Tyler Lewis, PG – One of the top performers of the morning session, Lewis, a N.C. State commit, played a steady game that consisted of him setting up teammates, knocking down pull-up jumpers and tossing in runners in the lane. He's a tricky ball handler that is showing more and more confidence when he attacks the basket and pulls up from mid-range. He finished with a session high 19 points during his first game of camp.
Jordan Burgess, SF – A late addition to camp, Burgess, who is committed to Shaka Smart and VCU, made an impact in both of his games. The 6-foot-5, 200-pound wing picked his spots and attacked the rim, finishing with both hands and through contact. He shot just one jumper (and it went in), as it was clear that his mission was to get to the basket. He finished with 13 points in the first session game and 16 in the second.
Danuel House, SG – Arguably the biggest surprise performer of the spring, House continued to show why he is due a major move in the next batch of rankings. At 6-foot-6 he can do so much. From high level hops to a legit jump shot, there isn't much House can't do from the wing. Sure he could improve his handle, especially attacking left, but he's loaded with talent and should be one of the more sought after players in July. He was 6th in scoring in the first session with 15 points.
Jerome Hairston, PG/SG – Up against a pair of talented lead guards in Lewis and Nate Britt, Hairston more than held his own. Hairston is more of a combo guard than a true lead man, but he was effective in his role. He's a solid ball handler, with good court vision. Offensively he hunted pull-up jump shots and worked in a pair of three-pointers. He will have to protect the ball better, but he played well in his first game. Hairston finished with 17 points, which was good enough for 2nd in the session.
Savon Goodman, SF – Last year it was Branden Dawson that was an animal on the glass from the wing spot. This time around it's Goodman, a 6-foot-5, 215-pound wing headed to Villanova. His energy is always present and he's good for a handful of offensive rebounds and put backs a game. Defensively he has potential to be a lock down defender, as he moves his feet well laterally and isn't afraid to get physical with the opposition.
Jordan Price, SG – His spring has been somewhat up and down, and that's certainly how Price's opening game went. It took him a bit to get going, but once he did he tossed in the dunk of the day over House, pumped in a nice pull-floater and a three-pointer. Price, who made a recent commitment to Auburn, finished with 14 points.

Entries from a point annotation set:

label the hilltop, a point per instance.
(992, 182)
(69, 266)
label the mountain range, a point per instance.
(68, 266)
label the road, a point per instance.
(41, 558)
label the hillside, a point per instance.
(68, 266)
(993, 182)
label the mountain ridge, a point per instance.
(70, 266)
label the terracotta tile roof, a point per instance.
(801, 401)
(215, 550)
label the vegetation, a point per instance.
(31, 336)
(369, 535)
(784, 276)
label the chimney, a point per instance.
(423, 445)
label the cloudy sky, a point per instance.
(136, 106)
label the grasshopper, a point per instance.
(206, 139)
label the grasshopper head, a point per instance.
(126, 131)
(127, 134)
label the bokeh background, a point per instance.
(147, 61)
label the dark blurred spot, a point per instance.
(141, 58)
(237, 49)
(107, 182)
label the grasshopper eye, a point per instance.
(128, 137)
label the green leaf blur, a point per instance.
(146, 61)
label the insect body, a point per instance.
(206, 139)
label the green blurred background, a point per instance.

> [To be done]:
- A) Please reproduce the camp report starting at the words "Savon Goodman, SF" and stopping after "with the opposition.", swapping "Villanova" for "Temple".
- B) Name every college that the camp report says one of its players has committed to or is headed to.

> [The replies]:
- A)
Savon Goodman, SF – Last year it was Branden Dawson that was an animal on the glass from the wing spot. This time around it's Goodman, a 6-foot-5, 215-pound wing headed to Temple. His energy is always present and he's good for a handful of offensive rebounds and put backs a game. Defensively he has potential to be a lock down defender, as he moves his feet well laterally and isn't afraid to get physical with the opposition.

- B) N.C. State, VCU, Villanova, Auburn